* [Objective] Write the material out again in full, exactly.

* [Task data]
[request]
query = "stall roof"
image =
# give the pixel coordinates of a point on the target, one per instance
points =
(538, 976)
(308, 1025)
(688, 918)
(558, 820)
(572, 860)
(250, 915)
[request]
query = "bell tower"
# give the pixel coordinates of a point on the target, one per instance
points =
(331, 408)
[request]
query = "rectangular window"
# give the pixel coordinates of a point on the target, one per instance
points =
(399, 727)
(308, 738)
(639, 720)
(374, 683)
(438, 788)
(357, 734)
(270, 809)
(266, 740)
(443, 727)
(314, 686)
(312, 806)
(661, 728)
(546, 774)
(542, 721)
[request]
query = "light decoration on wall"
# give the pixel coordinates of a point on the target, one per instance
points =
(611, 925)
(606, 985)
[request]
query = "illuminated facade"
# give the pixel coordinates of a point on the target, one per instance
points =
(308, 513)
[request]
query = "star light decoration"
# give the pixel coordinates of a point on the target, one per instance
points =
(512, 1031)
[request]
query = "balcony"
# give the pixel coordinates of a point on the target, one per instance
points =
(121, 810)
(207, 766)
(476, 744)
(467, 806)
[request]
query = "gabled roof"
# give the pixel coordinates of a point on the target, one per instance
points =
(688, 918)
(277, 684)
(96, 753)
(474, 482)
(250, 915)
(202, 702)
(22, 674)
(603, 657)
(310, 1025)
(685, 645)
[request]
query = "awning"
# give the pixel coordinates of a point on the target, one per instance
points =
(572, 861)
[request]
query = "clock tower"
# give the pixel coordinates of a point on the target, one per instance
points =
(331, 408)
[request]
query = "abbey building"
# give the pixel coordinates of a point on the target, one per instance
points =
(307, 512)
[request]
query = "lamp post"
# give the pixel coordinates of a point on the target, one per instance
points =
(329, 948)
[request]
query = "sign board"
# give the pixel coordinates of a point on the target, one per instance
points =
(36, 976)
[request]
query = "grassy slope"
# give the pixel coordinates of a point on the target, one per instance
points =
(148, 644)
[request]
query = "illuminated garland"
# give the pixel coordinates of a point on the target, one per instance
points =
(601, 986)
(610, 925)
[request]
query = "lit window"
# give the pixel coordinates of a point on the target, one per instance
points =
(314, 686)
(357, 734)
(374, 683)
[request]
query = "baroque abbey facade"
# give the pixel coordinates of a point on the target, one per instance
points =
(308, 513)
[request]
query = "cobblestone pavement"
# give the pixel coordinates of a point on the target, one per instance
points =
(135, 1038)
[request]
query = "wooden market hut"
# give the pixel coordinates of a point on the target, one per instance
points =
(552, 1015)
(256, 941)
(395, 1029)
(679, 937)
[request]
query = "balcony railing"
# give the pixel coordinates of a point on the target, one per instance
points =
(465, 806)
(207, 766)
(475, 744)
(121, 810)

* [Task answer]
[request]
query = "stall roof"
image =
# give the pixel coordinates of a point on the target, one per instance
points =
(538, 976)
(308, 1025)
(688, 918)
(558, 820)
(572, 860)
(250, 915)
[request]
query = "bell tower"
# give the pixel coordinates of a point on the target, one per instance
points =
(331, 408)
[request]
query = "rectangular window"
# give the pixel coordinates of a point on the target, one per instance
points =
(399, 727)
(308, 738)
(639, 720)
(374, 683)
(438, 788)
(357, 734)
(270, 809)
(266, 740)
(443, 727)
(314, 686)
(312, 806)
(661, 728)
(546, 774)
(542, 721)
[request]
query = "light decoration on wall"
# give the pixel coordinates of a point on the target, one per instance
points =
(611, 925)
(606, 985)
[request]
query = "illuminated facade"
# give the pixel coordinates of a point on the target, one per instance
points =
(308, 513)
[request]
query = "star light decoration"
# give the pixel coordinates of a point on the target, one per instance
points =
(512, 1031)
[request]
query = "balcony"
# give the pixel coordinates of a point on the target, one per instance
points =
(121, 810)
(207, 766)
(476, 744)
(467, 806)
[request]
query = "gabled roof"
# give the pixel coordinates of a point on the target, one per instance
points =
(688, 918)
(277, 684)
(96, 753)
(474, 482)
(250, 915)
(202, 702)
(22, 674)
(603, 657)
(310, 1025)
(685, 645)
[request]
query = "awning"
# give the pixel coordinates of a point on the target, one per instance
points =
(572, 861)
[request]
query = "clock tower"
# give the pixel coordinates of a point on the target, one per instance
points =
(331, 408)
[request]
query = "abbey building"
# give the pixel coordinates of a point on the target, one per instance
points =
(307, 512)
[request]
query = "lamp post"
# give the pixel coordinates of a point on the target, one per instance
points =
(329, 948)
[request]
query = "sign board"
# give the pixel coordinates of a point on the target, one per instance
points =
(36, 976)
[request]
query = "grassy slope"
# give the pixel coordinates of a point on the target, one per instance
points =
(148, 644)
[request]
query = "illuminated garland"
# give the pixel coordinates of a point on the target, one per instance
points =
(601, 986)
(610, 925)
[request]
query = "lit window"
# give the pixel coordinates of a point on the target, one per instance
points =
(314, 686)
(357, 734)
(374, 683)
[request]
query = "baroque abbey facade"
# give the pixel coordinates of a point on the target, one per instance
points =
(308, 513)
[request]
query = "cobblestone pavement"
# give the pixel coordinates of a point on the target, one per instance
points =
(135, 1038)
[request]
query = "wooden market hut"
# give the pixel coordinates of a point on the target, one per instance
points =
(552, 1015)
(256, 941)
(395, 1029)
(679, 937)
[request]
query = "balcony railing"
# give the pixel coordinates of a point on the target, one per instance
points =
(465, 806)
(207, 766)
(475, 744)
(121, 810)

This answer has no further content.